> _Passage to read_:
=======
I may be joining the wrong events, but it seems all too easy to miss population off the formal agenda, or leave it to a brave audience member to raise the issue at question time – when it can be scooted over or dismissed with a glib reply.  A popular counter to worries over population growth in developed countries – at home as it were – is to state that growth is mainly happening in the developing world, where per capita consumption is relatively low.  For me, that seems to ignore the medium term consumption aspirations of developing countries (look at how fast China has moved) and underplays the ratio of the impact of an individual’s consumption between the developed and developing worlds.  But I suspect most of us don’t really know what to think, and lack meaningful data to work it out for ourselves.

Now that position has improved somewhat, with the publishing this month of a formal analysis of these very issues by researchers from Oregon State University.  Murtaugh’s and Schlax’s paper: ‘Reproduction and the carbon legacy of individuals‘ is published in the journal Global Environmental Change, and also  downloadable as a pdf here.  In the authors own words:

Here we estimate the extra emissions of fossil carbon dioxide that an average individual causes when he or she chooses to have children. The summed emissions of a person’s descendants, weighted by their relatedness to him, may far exceed the lifetime emissions produced by the original parent.
=======
> _Supplied records_:
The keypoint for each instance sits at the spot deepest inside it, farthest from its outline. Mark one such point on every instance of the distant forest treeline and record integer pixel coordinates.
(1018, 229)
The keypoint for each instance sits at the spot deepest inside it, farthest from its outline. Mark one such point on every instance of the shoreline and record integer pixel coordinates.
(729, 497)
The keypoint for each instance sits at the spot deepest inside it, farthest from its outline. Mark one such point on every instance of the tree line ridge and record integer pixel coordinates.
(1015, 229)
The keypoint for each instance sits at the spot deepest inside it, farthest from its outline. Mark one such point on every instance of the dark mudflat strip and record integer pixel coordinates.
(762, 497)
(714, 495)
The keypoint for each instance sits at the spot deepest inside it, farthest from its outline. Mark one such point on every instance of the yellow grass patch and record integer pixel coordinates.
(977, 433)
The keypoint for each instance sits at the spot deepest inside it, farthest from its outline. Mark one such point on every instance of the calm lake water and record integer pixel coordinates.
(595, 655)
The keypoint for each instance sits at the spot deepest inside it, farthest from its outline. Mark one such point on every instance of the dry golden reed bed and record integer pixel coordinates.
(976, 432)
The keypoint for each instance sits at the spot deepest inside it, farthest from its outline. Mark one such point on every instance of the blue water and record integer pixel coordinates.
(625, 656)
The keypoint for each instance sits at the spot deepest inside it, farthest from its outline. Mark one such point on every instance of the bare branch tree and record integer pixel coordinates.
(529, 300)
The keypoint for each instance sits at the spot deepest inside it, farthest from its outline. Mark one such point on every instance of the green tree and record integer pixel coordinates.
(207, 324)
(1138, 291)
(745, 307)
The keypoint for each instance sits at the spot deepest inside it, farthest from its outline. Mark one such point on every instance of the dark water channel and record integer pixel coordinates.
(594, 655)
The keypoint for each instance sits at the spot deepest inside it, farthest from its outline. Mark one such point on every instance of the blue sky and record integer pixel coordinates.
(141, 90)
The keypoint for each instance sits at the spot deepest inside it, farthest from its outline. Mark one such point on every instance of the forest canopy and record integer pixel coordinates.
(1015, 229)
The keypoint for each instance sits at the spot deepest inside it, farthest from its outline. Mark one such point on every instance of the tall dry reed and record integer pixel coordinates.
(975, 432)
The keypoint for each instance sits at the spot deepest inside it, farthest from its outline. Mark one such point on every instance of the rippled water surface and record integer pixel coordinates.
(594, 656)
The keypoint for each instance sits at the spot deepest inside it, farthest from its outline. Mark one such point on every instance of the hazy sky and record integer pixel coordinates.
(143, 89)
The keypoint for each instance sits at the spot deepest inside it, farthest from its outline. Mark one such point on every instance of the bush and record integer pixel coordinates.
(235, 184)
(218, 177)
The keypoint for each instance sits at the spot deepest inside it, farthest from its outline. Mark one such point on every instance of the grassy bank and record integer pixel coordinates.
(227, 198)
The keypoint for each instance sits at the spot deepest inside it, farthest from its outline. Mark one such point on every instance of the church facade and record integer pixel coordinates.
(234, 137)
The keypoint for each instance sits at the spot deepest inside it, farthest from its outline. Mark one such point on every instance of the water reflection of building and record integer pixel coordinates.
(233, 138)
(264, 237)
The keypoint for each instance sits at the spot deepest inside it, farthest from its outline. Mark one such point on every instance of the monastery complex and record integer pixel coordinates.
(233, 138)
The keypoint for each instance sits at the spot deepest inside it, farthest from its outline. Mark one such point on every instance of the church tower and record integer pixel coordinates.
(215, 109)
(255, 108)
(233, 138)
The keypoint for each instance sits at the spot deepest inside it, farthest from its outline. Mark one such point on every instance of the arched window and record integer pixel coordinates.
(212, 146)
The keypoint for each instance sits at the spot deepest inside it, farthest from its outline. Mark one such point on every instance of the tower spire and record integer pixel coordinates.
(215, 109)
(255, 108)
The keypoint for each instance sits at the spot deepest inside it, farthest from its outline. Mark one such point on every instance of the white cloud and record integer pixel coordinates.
=======
> _Given request 1_:
Can you reproduce, word for word, the passage on population and carbon emissions between "I may be joining" and "out for ourselves.", inclusive?
> _Given request 2_:
Which rows contain the string "mudflat", matching case? Show each of those rows in full.

> _Written reply 1_:
I may be joining the wrong events, but it seems all too easy to miss population off the formal agenda, or leave it to a brave audience member to raise the issue at question time – when it can be scooted over or dismissed with a glib reply.  A popular counter to worries over population growth in developed countries – at home as it were – is to state that growth is mainly happening in the developing world, where per capita consumption is relatively low.  For me, that seems to ignore the medium term consumption aspirations of developing countries (look at how fast China has moved) and underplays the ratio of the impact of an individual’s consumption between the developed and developing worlds.  But I suspect most of us don’t really know what to think, and lack meaningful data to work it out for ourselves.

> _Written reply 2_:
The keypoint for each instance sits at the spot deepest inside it, farthest from its outline. Mark one such point on every instance of the dark mudflat strip and record integer pixel coordinates.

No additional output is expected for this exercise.